• Directions
Put the rows below into a two-column CSV with the header columns request and answer, using one line per row. Place each row's text in the request field and its answer in the answer field, both quoted, with any line breaks replaced by spaces.

# # # # #

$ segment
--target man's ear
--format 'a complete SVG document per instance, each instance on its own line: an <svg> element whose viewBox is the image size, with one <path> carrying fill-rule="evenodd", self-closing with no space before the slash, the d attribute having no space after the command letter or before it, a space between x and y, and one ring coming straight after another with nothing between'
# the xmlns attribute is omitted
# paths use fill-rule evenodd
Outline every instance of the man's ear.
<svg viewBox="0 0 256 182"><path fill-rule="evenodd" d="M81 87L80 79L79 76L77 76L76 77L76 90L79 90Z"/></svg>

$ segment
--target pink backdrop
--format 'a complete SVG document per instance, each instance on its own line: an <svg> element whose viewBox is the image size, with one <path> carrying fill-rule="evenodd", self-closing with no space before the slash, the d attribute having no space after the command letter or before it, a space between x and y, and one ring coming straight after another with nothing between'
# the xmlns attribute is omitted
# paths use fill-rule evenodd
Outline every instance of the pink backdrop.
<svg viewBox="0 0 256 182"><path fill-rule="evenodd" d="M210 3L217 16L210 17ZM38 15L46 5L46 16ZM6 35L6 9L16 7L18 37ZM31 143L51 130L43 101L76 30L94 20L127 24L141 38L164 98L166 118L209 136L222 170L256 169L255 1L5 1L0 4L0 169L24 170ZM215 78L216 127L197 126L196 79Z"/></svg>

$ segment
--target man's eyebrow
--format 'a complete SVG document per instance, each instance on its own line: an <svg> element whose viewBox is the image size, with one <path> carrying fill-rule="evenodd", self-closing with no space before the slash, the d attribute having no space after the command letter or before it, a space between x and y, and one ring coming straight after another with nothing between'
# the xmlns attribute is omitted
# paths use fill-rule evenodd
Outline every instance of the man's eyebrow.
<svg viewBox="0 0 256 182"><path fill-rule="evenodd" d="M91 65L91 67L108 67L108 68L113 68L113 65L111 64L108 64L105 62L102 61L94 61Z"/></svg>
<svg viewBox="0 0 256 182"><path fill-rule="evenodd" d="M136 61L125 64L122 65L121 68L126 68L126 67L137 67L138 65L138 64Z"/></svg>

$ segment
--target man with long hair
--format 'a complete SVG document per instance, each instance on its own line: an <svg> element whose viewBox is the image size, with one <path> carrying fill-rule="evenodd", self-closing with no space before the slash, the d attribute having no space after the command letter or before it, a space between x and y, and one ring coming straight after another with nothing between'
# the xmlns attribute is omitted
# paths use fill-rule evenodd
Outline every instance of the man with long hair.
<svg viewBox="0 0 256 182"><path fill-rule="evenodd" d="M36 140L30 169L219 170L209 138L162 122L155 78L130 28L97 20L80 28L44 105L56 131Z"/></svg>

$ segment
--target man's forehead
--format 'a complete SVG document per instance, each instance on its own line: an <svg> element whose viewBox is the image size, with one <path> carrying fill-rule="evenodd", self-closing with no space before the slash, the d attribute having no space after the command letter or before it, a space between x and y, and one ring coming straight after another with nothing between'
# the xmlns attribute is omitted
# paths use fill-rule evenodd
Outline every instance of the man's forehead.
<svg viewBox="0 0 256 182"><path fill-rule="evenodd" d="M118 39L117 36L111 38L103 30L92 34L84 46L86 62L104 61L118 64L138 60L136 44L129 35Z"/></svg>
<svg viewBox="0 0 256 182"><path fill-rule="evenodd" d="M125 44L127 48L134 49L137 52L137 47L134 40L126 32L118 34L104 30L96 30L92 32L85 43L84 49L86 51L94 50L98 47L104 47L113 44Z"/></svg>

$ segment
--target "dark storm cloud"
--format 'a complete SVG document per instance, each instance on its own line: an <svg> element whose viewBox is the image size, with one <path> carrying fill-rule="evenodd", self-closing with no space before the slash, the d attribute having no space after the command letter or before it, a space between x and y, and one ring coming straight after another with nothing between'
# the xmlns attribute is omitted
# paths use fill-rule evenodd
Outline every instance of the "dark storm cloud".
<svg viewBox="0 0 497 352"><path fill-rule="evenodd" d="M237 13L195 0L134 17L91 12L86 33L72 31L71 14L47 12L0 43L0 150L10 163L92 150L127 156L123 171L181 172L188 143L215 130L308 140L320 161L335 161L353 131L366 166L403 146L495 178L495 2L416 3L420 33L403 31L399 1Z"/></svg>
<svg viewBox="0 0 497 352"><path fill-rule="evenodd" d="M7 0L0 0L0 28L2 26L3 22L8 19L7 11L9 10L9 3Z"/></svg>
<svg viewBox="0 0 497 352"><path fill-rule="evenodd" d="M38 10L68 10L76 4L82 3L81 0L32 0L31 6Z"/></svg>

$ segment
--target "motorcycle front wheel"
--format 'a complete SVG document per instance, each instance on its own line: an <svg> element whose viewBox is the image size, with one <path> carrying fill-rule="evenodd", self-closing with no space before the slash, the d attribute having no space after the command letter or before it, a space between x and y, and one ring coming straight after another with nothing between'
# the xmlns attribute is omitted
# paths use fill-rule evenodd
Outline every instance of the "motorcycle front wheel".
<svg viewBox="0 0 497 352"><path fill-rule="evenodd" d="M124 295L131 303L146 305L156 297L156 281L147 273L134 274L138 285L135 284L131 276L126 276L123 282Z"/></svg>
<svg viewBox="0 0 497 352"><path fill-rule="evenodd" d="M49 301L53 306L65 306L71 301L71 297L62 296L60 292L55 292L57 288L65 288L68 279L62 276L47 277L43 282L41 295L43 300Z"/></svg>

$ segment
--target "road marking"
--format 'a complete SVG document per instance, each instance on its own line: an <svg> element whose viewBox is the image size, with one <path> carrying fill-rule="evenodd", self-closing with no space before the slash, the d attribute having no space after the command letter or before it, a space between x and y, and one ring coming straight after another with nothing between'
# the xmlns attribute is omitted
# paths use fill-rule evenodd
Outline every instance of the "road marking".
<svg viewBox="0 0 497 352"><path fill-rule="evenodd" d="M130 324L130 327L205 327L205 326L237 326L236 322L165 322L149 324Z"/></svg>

# # # # #

• Complete output
request,answer
"$ segment --target man's ear --format 'a complete SVG document per instance, each instance on its own line: an <svg> element whose viewBox is the image size, with one <path> carrying fill-rule=""evenodd"", self-closing with no space before the slash, the d attribute having no space after the command letter or before it, a space between x and y, and one ring coming straight after another with nothing between' # the xmlns attribute is omitted # paths use fill-rule evenodd Outline every instance of the man's ear.","<svg viewBox=""0 0 256 182""><path fill-rule=""evenodd"" d=""M81 87L80 79L79 76L77 76L76 77L76 90L79 90Z""/></svg>"
"$ segment --target pink backdrop --format 'a complete SVG document per instance, each instance on its own line: an <svg> element whose viewBox is the image size, with one <path> carrying fill-rule=""evenodd"", self-closing with no space before the slash, the d attribute having no space after the command letter or before it, a space between x and y, and one ring coming straight after another with nothing between' # the xmlns attribute is omitted # paths use fill-rule evenodd Outline every instance of the pink backdrop.","<svg viewBox=""0 0 256 182""><path fill-rule=""evenodd"" d=""M210 3L217 16L210 17ZM38 15L46 5L46 16ZM6 35L6 9L16 7L18 37ZM31 143L51 130L43 101L76 30L94 20L127 24L141 38L164 98L166 118L209 136L222 170L256 169L255 1L5 1L0 4L0 169L24 170ZM215 78L216 127L197 126L196 79Z""/></svg>"
"$ segment --target man's eyebrow --format 'a complete SVG document per instance, each instance on its own line: an <svg> element whose viewBox is the image size, with one <path> carrying fill-rule=""evenodd"", self-closing with no space before the slash, the d attribute having no space after the command letter or before it, a space between x and y, and one ring coming straight after another with nothing between' # the xmlns attribute is omitted # paths use fill-rule evenodd Outline every instance of the man's eyebrow.","<svg viewBox=""0 0 256 182""><path fill-rule=""evenodd"" d=""M91 65L91 67L108 67L108 68L113 68L113 65L111 64L108 64L105 62L102 61L94 61Z""/></svg> <svg viewBox=""0 0 256 182""><path fill-rule=""evenodd"" d=""M136 61L125 64L122 65L121 68L126 68L126 67L137 67L138 65L138 64Z""/></svg>"
"$ segment --target man with long hair --format 'a complete SVG document per instance, each instance on its own line: an <svg> element whose viewBox is the image size, with one <path> carrying fill-rule=""evenodd"", self-closing with no space before the slash, the d attribute having no space after the command letter or before it, a space between x and y, and one ring coming straight after another with nothing between' # the xmlns attribute is omitted # paths use fill-rule evenodd Outline every instance of the man with long hair.","<svg viewBox=""0 0 256 182""><path fill-rule=""evenodd"" d=""M36 140L30 169L219 170L209 138L162 122L155 78L130 28L97 20L80 28L44 105L56 131Z""/></svg>"
"$ segment --target man's forehead --format 'a complete SVG document per instance, each instance on its own line: an <svg> element whose viewBox is the image size, with one <path> carrying fill-rule=""evenodd"", self-closing with no space before the slash, the d attribute having no space after the command letter or before it, a space between x and y, and one ring coming straight after another with nothing between' # the xmlns attribute is omitted # paths use fill-rule evenodd Outline every instance of the man's forehead.","<svg viewBox=""0 0 256 182""><path fill-rule=""evenodd"" d=""M118 39L117 36L111 38L103 30L92 34L84 46L86 62L104 61L118 64L138 60L136 44L129 35Z""/></svg> <svg viewBox=""0 0 256 182""><path fill-rule=""evenodd"" d=""M125 44L127 48L134 49L137 52L137 47L134 40L126 32L118 34L104 30L96 30L92 32L85 43L84 49L86 51L94 50L98 47L104 47L113 44Z""/></svg>"
"$ segment --target ""dark storm cloud"" --format 'a complete SVG document per instance, each instance on its own line: an <svg> element whose viewBox is the image size, with one <path> carrying fill-rule=""evenodd"", self-closing with no space before the slash, the d attribute having no space after the command letter or before it, a space between x and y, and one ring coming straight after another with nothing between' # the xmlns attribute is omitted # paths use fill-rule evenodd Outline every instance of the ""dark storm cloud"".","<svg viewBox=""0 0 497 352""><path fill-rule=""evenodd"" d=""M237 13L195 0L134 17L91 12L86 33L72 31L71 14L47 12L0 43L0 150L10 163L92 150L127 156L123 171L181 172L188 143L215 130L308 140L320 161L335 161L353 131L366 166L403 146L495 178L495 2L416 3L420 33L403 31L399 1Z""/></svg> <svg viewBox=""0 0 497 352""><path fill-rule=""evenodd"" d=""M7 0L0 0L0 28L2 26L3 22L8 19L7 11L9 10L9 3Z""/></svg> <svg viewBox=""0 0 497 352""><path fill-rule=""evenodd"" d=""M38 10L68 10L76 4L82 3L81 0L32 0L31 6Z""/></svg>"
"$ segment --target ""motorcycle front wheel"" --format 'a complete SVG document per instance, each instance on its own line: an <svg> element whose viewBox is the image size, with one <path> carrying fill-rule=""evenodd"", self-closing with no space before the slash, the d attribute having no space after the command letter or before it, a space between x and y, and one ring coming straight after another with nothing between' # the xmlns attribute is omitted # paths use fill-rule evenodd Outline every instance of the ""motorcycle front wheel"".","<svg viewBox=""0 0 497 352""><path fill-rule=""evenodd"" d=""M124 295L131 303L146 305L156 297L156 281L147 273L134 274L138 285L135 284L131 276L126 276L123 282Z""/></svg> <svg viewBox=""0 0 497 352""><path fill-rule=""evenodd"" d=""M49 301L53 306L65 306L71 301L71 297L62 296L60 292L55 292L57 288L65 288L68 279L62 276L47 277L43 282L41 295L43 300Z""/></svg>"
"$ segment --target ""road marking"" --format 'a complete SVG document per instance, each instance on its own line: an <svg> element whose viewBox is the image size, with one <path> carrying fill-rule=""evenodd"", self-closing with no space before the slash, the d attribute having no space after the command letter or before it, a space between x and y, and one ring coming straight after another with nothing between' # the xmlns attribute is omitted # paths use fill-rule evenodd Outline every instance of the ""road marking"".","<svg viewBox=""0 0 497 352""><path fill-rule=""evenodd"" d=""M130 324L130 327L205 327L205 326L237 326L236 322L165 322L149 324Z""/></svg>"